BEGIN Excerpted text
Researchers have reportedly achieved a remarkable technological milestone after human brain cells grown on a microchip learned to play the classic video game DOOM.
The development, which has sparked widespread debate online, comes from advances in biological computing, where living neurons are used as part of computational systems.
According to details circulating on social media, scientists placed about 200,000 human brain cells onto a silicon chip, allowing the neurons to interact with digital signals. Within about a week, the system reportedly learned how to interact with the game environment in DOOM.
The project is connected to Cortical Labs, a company working on what it calls “wetware” computing — technology that combines living biological neurons with traditional computer hardware.
What Is “Wetware” Computing?
Unlike traditional computers that rely solely on silicon chips, wetware computing integrates living brain cells into computing systems.
Developers say these biological systems may offer major advantages over conventional artificial intelligence hardware, particularly in energy efficiency and adaptability.
For comparison:
• The human brain operates on roughly 20 watts of power
• Large AI data centers can require megawatts of electricity
• Some experimental wetware systems reportedly consume far less power than traditional AI clusters
Cortical Labs has reportedly begun shipping early versions of its biological computing systems, sometimes referred to as CL1 units, which are designed to allow researchers to experiment with living neuron-based computation.
END Excerpted text
» Brief
Using the text on brain cells playing DOOM, answer the following:
(a) About how many human brain cells were placed onto the silicon chip?
(b) Roughly how many watts of power does the human brain operate on?
(c) What name is sometimes given to the early biological computing systems Cortical Labs has begun shipping?
Rely solely on the text on brain cells playing DOOM.
BEGIN Available data
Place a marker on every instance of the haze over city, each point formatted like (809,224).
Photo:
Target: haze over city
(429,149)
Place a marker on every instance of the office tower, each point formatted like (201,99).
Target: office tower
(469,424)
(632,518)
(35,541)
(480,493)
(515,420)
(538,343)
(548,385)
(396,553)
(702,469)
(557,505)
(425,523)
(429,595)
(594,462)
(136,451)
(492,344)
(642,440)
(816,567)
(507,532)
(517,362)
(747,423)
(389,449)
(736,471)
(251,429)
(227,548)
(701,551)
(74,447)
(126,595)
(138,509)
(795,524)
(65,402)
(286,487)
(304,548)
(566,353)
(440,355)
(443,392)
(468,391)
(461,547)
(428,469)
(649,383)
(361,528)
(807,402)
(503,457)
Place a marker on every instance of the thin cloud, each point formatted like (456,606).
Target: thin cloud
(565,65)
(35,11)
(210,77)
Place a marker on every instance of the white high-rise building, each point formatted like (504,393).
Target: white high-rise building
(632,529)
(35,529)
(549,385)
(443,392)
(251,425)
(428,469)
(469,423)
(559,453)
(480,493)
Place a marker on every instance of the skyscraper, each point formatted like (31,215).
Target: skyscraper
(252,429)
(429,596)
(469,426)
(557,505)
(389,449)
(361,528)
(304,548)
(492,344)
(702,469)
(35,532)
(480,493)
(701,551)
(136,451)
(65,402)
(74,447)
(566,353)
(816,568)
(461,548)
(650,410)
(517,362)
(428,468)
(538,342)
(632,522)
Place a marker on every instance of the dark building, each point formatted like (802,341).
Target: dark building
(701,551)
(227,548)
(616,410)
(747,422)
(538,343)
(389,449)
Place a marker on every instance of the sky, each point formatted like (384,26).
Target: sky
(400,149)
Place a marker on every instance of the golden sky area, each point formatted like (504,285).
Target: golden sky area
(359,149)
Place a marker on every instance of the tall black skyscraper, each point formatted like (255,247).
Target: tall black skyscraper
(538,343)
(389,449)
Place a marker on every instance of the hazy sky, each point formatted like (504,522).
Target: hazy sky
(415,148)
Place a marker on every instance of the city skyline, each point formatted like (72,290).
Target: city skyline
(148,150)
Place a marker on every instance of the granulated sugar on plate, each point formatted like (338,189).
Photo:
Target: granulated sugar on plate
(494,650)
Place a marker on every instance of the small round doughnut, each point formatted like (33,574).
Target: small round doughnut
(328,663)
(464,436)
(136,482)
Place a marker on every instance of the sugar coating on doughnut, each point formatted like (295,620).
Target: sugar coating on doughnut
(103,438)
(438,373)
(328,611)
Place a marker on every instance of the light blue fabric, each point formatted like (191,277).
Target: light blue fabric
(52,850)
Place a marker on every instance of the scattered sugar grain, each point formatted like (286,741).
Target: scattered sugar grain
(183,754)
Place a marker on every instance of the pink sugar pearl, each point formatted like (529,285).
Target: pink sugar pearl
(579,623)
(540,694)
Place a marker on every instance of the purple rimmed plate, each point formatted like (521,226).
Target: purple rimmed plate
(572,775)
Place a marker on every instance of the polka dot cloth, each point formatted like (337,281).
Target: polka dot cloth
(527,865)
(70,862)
END Available data
BEGIN Available data
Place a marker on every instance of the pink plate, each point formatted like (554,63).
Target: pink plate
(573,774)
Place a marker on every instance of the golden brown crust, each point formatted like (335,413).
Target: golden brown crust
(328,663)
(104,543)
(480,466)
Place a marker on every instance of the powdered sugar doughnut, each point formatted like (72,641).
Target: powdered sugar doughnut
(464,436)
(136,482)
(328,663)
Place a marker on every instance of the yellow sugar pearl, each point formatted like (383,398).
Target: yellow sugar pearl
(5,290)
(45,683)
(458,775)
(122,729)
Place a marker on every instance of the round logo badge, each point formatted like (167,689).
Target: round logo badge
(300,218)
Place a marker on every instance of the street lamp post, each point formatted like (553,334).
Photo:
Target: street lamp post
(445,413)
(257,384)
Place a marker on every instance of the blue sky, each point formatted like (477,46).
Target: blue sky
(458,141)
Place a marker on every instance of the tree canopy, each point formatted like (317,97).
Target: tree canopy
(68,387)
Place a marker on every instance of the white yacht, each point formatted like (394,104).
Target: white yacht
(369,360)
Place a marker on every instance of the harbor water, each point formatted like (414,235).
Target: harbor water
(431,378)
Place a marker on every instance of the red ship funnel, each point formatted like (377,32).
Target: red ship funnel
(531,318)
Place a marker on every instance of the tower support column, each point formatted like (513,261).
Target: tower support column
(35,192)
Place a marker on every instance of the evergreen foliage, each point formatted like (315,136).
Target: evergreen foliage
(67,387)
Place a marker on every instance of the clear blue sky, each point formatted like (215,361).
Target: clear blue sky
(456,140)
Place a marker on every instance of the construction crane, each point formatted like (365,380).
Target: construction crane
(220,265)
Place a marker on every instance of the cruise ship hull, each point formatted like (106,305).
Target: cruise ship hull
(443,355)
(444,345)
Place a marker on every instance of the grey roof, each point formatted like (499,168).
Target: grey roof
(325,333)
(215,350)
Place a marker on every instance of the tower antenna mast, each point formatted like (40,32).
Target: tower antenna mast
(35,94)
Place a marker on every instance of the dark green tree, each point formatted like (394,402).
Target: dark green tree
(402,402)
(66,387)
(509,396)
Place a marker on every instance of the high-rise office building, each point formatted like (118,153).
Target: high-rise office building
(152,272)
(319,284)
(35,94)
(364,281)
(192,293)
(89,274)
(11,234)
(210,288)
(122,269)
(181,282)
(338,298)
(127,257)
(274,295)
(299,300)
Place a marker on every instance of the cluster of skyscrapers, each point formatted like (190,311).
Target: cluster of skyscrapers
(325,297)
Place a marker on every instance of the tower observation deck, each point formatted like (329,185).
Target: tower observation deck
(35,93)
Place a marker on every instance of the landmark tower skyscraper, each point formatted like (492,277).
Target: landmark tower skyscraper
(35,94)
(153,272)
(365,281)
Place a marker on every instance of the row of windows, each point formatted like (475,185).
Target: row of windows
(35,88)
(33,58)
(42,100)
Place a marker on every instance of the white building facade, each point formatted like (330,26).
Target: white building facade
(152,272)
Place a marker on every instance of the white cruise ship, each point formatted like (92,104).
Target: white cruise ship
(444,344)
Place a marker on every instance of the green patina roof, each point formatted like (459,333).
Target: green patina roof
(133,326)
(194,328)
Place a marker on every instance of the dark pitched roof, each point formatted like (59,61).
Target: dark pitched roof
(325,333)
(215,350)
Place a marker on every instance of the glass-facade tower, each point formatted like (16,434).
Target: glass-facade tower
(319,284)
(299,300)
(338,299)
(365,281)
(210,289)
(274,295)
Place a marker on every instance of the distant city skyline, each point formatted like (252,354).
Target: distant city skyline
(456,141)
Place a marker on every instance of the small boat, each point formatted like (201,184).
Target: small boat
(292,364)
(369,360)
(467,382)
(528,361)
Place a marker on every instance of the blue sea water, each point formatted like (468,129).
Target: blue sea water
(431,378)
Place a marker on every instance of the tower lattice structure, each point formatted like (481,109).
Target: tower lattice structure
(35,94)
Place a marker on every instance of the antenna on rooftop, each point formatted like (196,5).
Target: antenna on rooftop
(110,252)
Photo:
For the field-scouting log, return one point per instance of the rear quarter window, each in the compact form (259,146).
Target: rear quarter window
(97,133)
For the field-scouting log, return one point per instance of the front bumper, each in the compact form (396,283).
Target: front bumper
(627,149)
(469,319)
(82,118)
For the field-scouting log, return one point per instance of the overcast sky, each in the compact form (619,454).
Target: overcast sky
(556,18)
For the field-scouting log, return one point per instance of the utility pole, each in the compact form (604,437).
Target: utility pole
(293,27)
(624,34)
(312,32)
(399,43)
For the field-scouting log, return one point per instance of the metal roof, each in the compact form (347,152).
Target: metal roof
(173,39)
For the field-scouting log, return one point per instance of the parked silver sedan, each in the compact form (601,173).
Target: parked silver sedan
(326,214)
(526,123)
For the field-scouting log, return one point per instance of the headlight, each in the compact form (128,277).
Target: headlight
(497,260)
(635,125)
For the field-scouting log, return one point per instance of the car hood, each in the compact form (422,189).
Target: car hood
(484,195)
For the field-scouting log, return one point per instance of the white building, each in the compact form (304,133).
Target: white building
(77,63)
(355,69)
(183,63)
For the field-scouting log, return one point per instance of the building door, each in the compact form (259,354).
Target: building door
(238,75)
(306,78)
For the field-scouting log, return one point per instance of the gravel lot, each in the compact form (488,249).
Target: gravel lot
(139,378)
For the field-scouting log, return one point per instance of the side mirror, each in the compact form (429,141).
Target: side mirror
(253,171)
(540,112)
END Available data
» Problem solution
(a) About 200,000.
(b) Roughly 20 watts.
(c) CL1 units.